■ **Quoted passage**
PM announces new cancer DNA mapping project

A new £100m cancer DNA mapping project has been announced by Prime Minister David Cameron with the intent of pushing the boundaries of cancer treatment. According to Cameron, the aim was to push the boundaries of genetic sequencing in an attempt to offer better health service.

The government plan will include sequencing the genetic codes of over 100,000 Britons. This will likely offer a boost to the biotechnology sector of the country while also offer new insights into how to treat heart disease and cancer.

However, critics are concerned that the scheme is just a cover up for a future operation that will place the genome sequences of the UK population into computers so that they can be accessed by the police, drug companies, clinicians, and doctors.

Government officials have continued to emphasize that the point of the program is only to offer the information to health professionals that can use it to treat disease. If it were to be used for lager research purposes the government stated that the data would be left anonymous so that it cannot be linked back to the individual that it belongs too.

However, not everyone is convinced that it will be that easy to protect the gene data as GeneWatch pressure group member Helen Wallace stated that this will be a difficult of not nearly impossible task to encode that much data.

Wallace continued to explain that it is very hard to make the entire genome structure anonymous because you have to compose certain pieces of data in order to identify an individual. When you start to sequence the genomes of everyone you will have to link the data to make any research count and that brings into question if the information will be used by others with a vested interest.

Text-to-region grounding data
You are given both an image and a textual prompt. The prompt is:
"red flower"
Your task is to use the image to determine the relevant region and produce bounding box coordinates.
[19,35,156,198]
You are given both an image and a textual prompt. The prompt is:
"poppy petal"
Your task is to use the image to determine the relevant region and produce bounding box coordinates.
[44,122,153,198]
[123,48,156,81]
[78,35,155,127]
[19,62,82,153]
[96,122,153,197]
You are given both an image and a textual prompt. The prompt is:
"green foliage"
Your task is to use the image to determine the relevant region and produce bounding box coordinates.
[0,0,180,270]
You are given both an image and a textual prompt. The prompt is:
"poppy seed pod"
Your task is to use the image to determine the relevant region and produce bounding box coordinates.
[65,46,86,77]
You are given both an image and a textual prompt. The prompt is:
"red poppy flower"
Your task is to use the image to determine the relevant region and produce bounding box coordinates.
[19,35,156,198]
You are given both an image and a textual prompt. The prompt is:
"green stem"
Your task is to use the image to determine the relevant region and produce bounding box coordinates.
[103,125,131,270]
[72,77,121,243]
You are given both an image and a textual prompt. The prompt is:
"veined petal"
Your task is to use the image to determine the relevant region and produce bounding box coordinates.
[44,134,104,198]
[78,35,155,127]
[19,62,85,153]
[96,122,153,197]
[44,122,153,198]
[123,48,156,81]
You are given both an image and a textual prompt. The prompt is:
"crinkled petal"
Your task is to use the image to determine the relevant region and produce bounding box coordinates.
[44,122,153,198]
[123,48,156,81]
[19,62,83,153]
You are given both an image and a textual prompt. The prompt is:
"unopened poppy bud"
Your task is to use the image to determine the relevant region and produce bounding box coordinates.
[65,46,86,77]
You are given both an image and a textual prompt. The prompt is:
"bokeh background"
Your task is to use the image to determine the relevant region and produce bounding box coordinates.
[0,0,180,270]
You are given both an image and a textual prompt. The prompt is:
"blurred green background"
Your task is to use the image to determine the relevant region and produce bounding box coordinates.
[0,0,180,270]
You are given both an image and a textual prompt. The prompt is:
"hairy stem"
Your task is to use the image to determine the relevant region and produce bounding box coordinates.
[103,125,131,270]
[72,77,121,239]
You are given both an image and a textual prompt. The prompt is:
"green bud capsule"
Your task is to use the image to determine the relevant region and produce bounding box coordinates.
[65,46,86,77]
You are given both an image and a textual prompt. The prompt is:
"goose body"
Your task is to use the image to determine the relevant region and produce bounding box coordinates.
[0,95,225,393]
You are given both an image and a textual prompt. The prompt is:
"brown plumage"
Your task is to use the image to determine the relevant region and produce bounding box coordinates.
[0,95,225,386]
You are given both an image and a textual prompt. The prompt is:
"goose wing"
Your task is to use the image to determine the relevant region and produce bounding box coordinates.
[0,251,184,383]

■ **About this exercise**
Reproduce the full article on the cancer DNA mapping project above, word for word.

■ **Answer area**
PM announces new cancer DNA mapping project

A new £100m cancer DNA mapping project has been announced by Prime Minister David Cameron with the intent of pushing the boundaries of cancer treatment. According to Cameron, the aim was to push the boundaries of genetic sequencing in an attempt to offer better health service.

The government plan will include sequencing the genetic codes of over 100,000 Britons. This will likely offer a boost to the biotechnology sector of the country while also offer new insights into how to treat heart disease and cancer.

However, critics are concerned that the scheme is just a cover up for a future operation that will place the genome sequences of the UK population into computers so that they can be accessed by the police, drug companies, clinicians, and doctors.

Government officials have continued to emphasize that the point of the program is only to offer the information to health professionals that can use it to treat disease. If it were to be used for lager research purposes the government stated that the data would be left anonymous so that it cannot be linked back to the individual that it belongs too.

However, not everyone is convinced that it will be that easy to protect the gene data as GeneWatch pressure group member Helen Wallace stated that this will be a difficult of not nearly impossible task to encode that much data.

Wallace continued to explain that it is very hard to make the entire genome structure anonymous because you have to compose certain pieces of data in order to identify an individual. When you start to sequence the genomes of everyone you will have to link the data to make any research count and that brings into question if the information will be used by others with a vested interest.